In [1]:
import pyspark
myConf = pyspark.SparkConf()
spark = pyspark.sql.SparkSession\
    .builder\
    .master('local')\
    .appName('myApp')\
    .config(conf = myConf)\
    .getOrCreate()

21/11/22 03:40:21 WARN Utils: Your hostname, Kritiasui-MacBookAir.local resolves to a loopback address: 127.0.0.1; using 172.30.1.23 instead (on interface en0)
21/11/22 03:40:21 WARN Utils: Set SPARK_LOCAL_IP if you need to bind to another address
21/11/22 03:40:23 WARN NativeCodeLoader: Unable to load native-hadoop library for your platform... using builtin-java classes where applicable
Using Spark's default log4j profile: org/apache/spark/log4j-defaults.properties
Setting default log level to "WARN".
To adjust logging level use sc.setLogLevel(newLevel). For SparkR, use setLogLevel(newLevel).


# RDD

## 생성

### List에서 생성
- sparkContext.parallelize()

In [2]:
myList = [x for x in range(1, 8)]
rdd1 = spark.sparkContext.parallelize(myList)


### file에서 생성
- sparkContext.textFile()

In [3]:
import os
rdd2 = spark.sparkContext.textFile(os.path.join('data', 'spark_wiki.txt'))

In [4]:
rdd3 = spark.sparkContext.textFile(os.path.join('data', 'spark_2cols.csv'))

## API
- 변환 함수를 사용해서 연산결과로서 새로운 RDD객체, iterator를 생성함
- 연산 함수를 사용해서 연산결과로서 새로운 상수값을 python list로 생성함

### transformations
- Lazy연산으로, 실제 수행시에 일괄적으로 실행된다.

In [5]:
# map
squared = rdd1.map(lambda x: x * x)
squared.collect()



[1, 4, 9, 16, 25, 36, 49]

In [6]:
# map
splitted = rdd3.map(lambda line : line.split(','))

- _수집 자료_
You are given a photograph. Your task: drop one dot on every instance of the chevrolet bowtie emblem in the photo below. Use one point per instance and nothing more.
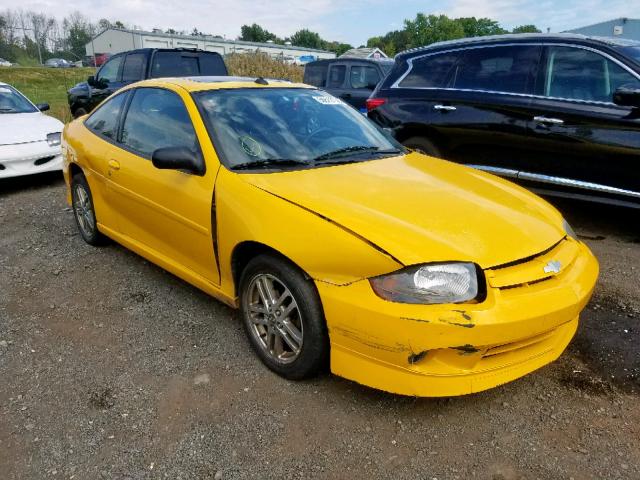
(553, 266)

- _작업 지시 1_
PySpark RDD 본문에서 "### List에서 생성"로 시작해 "- sparkContext.textFile()"로 끝나는 부분을 다시 쓰되, "textFile"를 "wholeTextFiles"로 바꿔 넣으세요.
- _작업 지시 2_
PySpark RDD 본문이 끝난 지점부터 내용을 이어 쓰세요.

- _결과 1_
### List에서 생성
- sparkContext.parallelize()

In [2]:
myList = [x for x in range(1, 8)]
rdd1 = spark.sparkContext.parallelize(myList)


### file에서 생성
- sparkContext.wholeTextFiles()

- _결과 2_
splitted.take(5)


[['35', ' 2'], ['40', ' 27'], ['12', ' 38'], ['15', ' 31'], ['21', ' 1']]

In [7]:
# map
stripped = splitted.map(lambda x: [int(i) for i in x])
stripped.take(5)

[[35, 2], [40, 27], [12, 38], [15, 31], [21, 1]]

In [8]:
sentences = rdd2.map(lambda x : x.split())
sentences.take(3)

[['Wikipedia'],
 ['Apache',
  'Spark',
  'is',
  'an',
  'open',
  'source',
  'cluster',
  'computing',
  'framework.'],
 ['아파치', '스파크는', '오픈', '소스', '클러스터', '컴퓨팅', '프레임워크이다.']]

In [9]:
for line in sentences.collect():
    for word in line:
        print(word, end = ' ')
    print("\n-----")

Wikipedia 
-----
Apache Spark is an open source cluster computing framework. 
-----
아파치 스파크는 오픈 소스 클러스터 컴퓨팅 프레임워크이다. 
-----
Apache Spark Apache Spark Apache Spark 
-----
아파치 스파크 아파치 스파크 아파치 스파크 
-----
Originally developed at the University of California, Berkeley's AMPLab, 
-----
the Spark codebase was later donated to the Apache Software Foundation, 
-----
which has maintained it since. 
-----
Spark provides an interface for programming entire clusters with 
-----
implicit data parallelism and fault-tolerance. 
-----


In [10]:
rdd2.map(lambda x : len(x)).collect()

[9, 59, 32, 38, 23, 72, 71, 30, 64, 46]

#### reduce

In [11]:
rdd_ztoh = spark.sparkContext.parallelize(range(1, 101))
rdd_ztoh.reduce(lambda subtotal, x: subtotal + x)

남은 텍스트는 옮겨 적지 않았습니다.